Exercise requirements: Each entry below is to be returned exactly, with any pictures left out.

Data for this exercise:
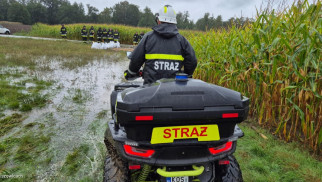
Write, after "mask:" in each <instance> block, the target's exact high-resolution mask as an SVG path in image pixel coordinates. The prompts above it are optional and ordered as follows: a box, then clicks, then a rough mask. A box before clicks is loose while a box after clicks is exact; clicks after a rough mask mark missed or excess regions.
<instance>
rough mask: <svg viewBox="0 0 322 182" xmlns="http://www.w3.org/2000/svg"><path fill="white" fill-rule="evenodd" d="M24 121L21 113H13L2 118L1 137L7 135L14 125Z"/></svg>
mask: <svg viewBox="0 0 322 182" xmlns="http://www.w3.org/2000/svg"><path fill="white" fill-rule="evenodd" d="M22 121H23V117H22V115H20V114H13V115H11V116H8V117H6V118H3V119H1V120H0V137H2V136H4V135H6V134H7V133H8V132H10V130H11V129H12V128H14V127H17V126H18V125H20V124H21V122H22Z"/></svg>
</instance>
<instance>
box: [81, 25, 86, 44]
mask: <svg viewBox="0 0 322 182" xmlns="http://www.w3.org/2000/svg"><path fill="white" fill-rule="evenodd" d="M81 35H82V38H83V41H84V42H86V41H87V29H86V26H85V25H84V26H83V29H82V30H81Z"/></svg>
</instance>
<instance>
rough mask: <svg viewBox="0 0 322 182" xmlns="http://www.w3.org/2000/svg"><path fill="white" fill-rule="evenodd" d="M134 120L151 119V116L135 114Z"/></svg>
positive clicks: (142, 119)
mask: <svg viewBox="0 0 322 182" xmlns="http://www.w3.org/2000/svg"><path fill="white" fill-rule="evenodd" d="M135 120H136V121H152V120H153V116H135Z"/></svg>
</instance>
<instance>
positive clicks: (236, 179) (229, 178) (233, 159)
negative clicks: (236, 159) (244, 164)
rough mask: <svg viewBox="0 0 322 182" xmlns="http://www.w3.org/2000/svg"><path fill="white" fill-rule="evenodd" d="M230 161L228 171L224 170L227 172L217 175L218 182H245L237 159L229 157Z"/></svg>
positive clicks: (226, 166) (232, 155) (217, 169)
mask: <svg viewBox="0 0 322 182" xmlns="http://www.w3.org/2000/svg"><path fill="white" fill-rule="evenodd" d="M228 160H229V165H228V166H226V167H227V169H226V170H224V171H226V172H225V173H219V174H218V173H217V175H218V176H217V177H216V182H243V176H242V172H241V170H240V167H239V164H238V162H237V160H236V158H235V157H234V156H233V155H229V156H228ZM223 167H224V166H223ZM217 170H218V169H217Z"/></svg>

Problem solution:
Write, after "mask:" in each <instance> block, the target's exact high-resolution mask as an SVG path in image pixel coordinates. The prompts above it are optional and ordered as follows: a box, then clicks, then a rough mask. A box before clicks is loose while a box after clicks is exact; clicks after a rough mask mark missed or excess regions.
<instance>
rough mask: <svg viewBox="0 0 322 182" xmlns="http://www.w3.org/2000/svg"><path fill="white" fill-rule="evenodd" d="M24 121L21 113H13L2 118L1 137L7 135L14 125Z"/></svg>
mask: <svg viewBox="0 0 322 182" xmlns="http://www.w3.org/2000/svg"><path fill="white" fill-rule="evenodd" d="M22 121H23V117H22V115H20V114H13V115H11V116H8V117H6V118H3V119H1V120H0V137H2V136H4V135H6V134H7V133H8V132H10V130H11V129H12V128H14V127H17V126H18V125H20V124H21V122H22Z"/></svg>
</instance>
<instance>
box: [81, 25, 86, 44]
mask: <svg viewBox="0 0 322 182" xmlns="http://www.w3.org/2000/svg"><path fill="white" fill-rule="evenodd" d="M81 35H82V38H83V41H84V42H86V41H87V29H86V26H85V25H84V26H83V29H82V30H81Z"/></svg>
</instance>
<instance>
rough mask: <svg viewBox="0 0 322 182" xmlns="http://www.w3.org/2000/svg"><path fill="white" fill-rule="evenodd" d="M134 120L151 119V116L135 114Z"/></svg>
positive clicks: (142, 119)
mask: <svg viewBox="0 0 322 182" xmlns="http://www.w3.org/2000/svg"><path fill="white" fill-rule="evenodd" d="M135 120H136V121H152V120H153V116H135Z"/></svg>
</instance>
<instance>
positive clicks: (236, 179) (229, 178) (233, 159)
negative clicks: (236, 159) (244, 164)
rough mask: <svg viewBox="0 0 322 182" xmlns="http://www.w3.org/2000/svg"><path fill="white" fill-rule="evenodd" d="M230 161L228 171L224 170L227 172L217 175L218 182H245L237 159L229 157Z"/></svg>
positive clicks: (226, 166) (232, 155) (217, 169)
mask: <svg viewBox="0 0 322 182" xmlns="http://www.w3.org/2000/svg"><path fill="white" fill-rule="evenodd" d="M228 160H229V165H228V166H226V167H227V169H226V170H224V171H226V172H225V173H219V174H218V173H217V175H218V176H217V177H216V182H243V176H242V172H241V170H240V167H239V164H238V162H237V160H236V158H235V157H234V156H233V155H229V156H228ZM223 167H224V166H223ZM217 170H218V169H217Z"/></svg>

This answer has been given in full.